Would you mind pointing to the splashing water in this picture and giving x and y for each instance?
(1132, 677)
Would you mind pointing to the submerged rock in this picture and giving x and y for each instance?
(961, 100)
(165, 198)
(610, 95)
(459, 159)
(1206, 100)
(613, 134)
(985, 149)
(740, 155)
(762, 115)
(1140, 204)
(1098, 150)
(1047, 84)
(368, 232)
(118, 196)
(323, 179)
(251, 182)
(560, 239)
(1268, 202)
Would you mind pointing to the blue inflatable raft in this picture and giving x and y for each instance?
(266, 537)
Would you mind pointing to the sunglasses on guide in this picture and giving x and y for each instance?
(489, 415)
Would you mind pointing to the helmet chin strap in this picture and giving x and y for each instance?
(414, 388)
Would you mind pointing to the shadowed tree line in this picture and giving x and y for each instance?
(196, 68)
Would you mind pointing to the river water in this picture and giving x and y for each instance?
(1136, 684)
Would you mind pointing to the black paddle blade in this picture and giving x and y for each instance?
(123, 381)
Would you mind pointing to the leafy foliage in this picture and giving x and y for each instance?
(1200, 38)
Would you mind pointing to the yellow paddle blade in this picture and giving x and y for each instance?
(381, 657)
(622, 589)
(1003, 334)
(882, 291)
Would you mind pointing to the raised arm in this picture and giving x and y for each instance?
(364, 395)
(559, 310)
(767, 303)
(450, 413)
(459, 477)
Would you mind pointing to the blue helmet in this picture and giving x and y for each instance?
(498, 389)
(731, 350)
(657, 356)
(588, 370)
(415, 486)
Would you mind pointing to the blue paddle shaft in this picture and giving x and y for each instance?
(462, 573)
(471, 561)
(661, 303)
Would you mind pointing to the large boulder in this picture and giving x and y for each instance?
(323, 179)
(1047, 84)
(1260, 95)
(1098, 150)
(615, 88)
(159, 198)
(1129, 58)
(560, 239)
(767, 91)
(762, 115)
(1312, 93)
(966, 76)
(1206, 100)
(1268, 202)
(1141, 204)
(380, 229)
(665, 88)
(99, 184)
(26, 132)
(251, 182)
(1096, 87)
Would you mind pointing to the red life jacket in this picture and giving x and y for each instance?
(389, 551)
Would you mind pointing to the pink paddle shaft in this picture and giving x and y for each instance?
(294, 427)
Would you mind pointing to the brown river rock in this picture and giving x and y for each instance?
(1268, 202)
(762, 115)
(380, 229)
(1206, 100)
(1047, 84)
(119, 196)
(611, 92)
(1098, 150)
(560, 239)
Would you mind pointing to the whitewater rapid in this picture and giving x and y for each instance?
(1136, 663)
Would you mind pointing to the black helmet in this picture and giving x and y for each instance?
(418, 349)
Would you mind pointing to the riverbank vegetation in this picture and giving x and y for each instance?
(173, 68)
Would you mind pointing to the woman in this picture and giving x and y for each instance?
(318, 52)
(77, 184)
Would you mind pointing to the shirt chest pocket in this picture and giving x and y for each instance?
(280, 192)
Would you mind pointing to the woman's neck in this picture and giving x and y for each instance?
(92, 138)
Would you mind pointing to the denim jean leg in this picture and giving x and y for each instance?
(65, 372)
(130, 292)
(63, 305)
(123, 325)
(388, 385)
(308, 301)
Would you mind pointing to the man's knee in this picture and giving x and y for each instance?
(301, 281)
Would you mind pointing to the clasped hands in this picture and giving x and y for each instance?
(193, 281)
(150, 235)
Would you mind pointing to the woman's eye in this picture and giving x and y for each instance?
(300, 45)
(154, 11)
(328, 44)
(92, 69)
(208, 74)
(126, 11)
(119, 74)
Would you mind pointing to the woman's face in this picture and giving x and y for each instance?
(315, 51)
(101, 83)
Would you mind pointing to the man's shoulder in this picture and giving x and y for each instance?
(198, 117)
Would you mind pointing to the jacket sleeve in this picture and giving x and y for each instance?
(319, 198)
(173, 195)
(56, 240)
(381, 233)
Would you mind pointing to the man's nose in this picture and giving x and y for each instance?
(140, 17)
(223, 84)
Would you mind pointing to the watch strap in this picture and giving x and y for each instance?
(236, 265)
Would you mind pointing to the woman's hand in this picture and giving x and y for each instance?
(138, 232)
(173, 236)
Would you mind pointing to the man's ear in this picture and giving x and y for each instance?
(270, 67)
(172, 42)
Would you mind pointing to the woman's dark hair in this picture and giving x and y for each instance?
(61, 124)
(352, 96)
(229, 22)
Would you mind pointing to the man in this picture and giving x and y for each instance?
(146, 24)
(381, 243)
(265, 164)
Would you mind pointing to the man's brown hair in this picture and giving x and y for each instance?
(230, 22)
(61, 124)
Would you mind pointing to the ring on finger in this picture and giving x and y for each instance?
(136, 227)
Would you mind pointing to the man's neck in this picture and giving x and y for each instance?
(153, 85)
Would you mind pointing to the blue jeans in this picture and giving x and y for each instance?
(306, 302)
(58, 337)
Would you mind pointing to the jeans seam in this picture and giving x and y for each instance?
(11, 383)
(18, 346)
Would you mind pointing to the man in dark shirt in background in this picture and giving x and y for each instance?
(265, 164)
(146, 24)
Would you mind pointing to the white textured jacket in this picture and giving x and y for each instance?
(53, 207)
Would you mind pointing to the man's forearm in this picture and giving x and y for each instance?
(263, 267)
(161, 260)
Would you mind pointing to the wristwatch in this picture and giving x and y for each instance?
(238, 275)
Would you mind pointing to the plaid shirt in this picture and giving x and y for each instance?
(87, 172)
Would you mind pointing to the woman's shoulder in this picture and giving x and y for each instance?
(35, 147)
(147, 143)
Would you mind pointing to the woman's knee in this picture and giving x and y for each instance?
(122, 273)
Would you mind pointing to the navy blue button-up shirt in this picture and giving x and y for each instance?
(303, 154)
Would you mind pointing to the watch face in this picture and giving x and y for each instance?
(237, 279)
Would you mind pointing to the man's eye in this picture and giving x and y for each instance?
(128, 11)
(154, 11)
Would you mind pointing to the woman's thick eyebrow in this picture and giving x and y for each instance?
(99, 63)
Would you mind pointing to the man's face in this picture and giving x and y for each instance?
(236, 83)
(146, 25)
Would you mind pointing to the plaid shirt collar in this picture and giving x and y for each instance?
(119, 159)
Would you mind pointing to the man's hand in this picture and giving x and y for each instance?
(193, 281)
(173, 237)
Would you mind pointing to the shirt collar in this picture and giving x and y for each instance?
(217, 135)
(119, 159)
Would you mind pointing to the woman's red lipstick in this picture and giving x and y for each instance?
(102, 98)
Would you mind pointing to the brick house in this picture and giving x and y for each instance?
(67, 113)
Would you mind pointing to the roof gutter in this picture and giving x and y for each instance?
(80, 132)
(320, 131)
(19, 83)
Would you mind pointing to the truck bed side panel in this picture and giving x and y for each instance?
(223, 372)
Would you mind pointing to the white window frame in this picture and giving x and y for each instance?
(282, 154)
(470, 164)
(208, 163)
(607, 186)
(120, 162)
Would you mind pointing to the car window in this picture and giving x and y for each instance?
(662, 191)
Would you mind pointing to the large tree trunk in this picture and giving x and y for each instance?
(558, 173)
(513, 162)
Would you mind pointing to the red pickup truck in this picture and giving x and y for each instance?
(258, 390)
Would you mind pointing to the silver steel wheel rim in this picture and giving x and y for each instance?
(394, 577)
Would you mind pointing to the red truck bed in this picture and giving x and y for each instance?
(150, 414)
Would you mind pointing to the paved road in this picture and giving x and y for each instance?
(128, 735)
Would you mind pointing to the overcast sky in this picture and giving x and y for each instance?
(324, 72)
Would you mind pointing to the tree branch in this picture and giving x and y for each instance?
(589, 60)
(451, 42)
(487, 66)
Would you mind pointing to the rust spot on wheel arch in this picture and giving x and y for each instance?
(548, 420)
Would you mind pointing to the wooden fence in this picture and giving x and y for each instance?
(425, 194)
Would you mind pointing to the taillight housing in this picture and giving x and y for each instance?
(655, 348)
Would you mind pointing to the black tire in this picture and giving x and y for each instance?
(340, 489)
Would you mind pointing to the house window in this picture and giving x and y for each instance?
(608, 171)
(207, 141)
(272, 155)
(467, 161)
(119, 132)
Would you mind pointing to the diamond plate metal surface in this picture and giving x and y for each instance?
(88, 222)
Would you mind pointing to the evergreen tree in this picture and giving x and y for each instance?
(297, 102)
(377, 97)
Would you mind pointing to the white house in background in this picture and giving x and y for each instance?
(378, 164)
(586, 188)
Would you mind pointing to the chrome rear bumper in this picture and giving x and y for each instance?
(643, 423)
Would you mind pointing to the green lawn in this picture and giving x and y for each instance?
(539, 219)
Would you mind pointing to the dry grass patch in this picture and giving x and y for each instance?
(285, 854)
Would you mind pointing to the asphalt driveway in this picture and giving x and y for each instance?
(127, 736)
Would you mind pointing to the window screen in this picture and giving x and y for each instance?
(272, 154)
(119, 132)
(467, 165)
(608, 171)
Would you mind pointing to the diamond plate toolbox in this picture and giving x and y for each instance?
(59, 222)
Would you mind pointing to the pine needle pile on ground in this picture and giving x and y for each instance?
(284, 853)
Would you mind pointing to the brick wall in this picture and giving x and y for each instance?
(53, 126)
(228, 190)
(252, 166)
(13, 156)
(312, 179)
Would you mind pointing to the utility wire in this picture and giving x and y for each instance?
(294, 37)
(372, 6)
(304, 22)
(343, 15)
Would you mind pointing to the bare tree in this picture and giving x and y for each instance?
★ ★ ★ ★ ★ ★ ★
» **TO BE DONE**
Duplicate the records from the start through the line containing "(1132, 677)", with both ends included.

» **THE OUTPUT**
Would you mind pointing to the splashing water in this picture and giving x and y for each instance?
(1132, 677)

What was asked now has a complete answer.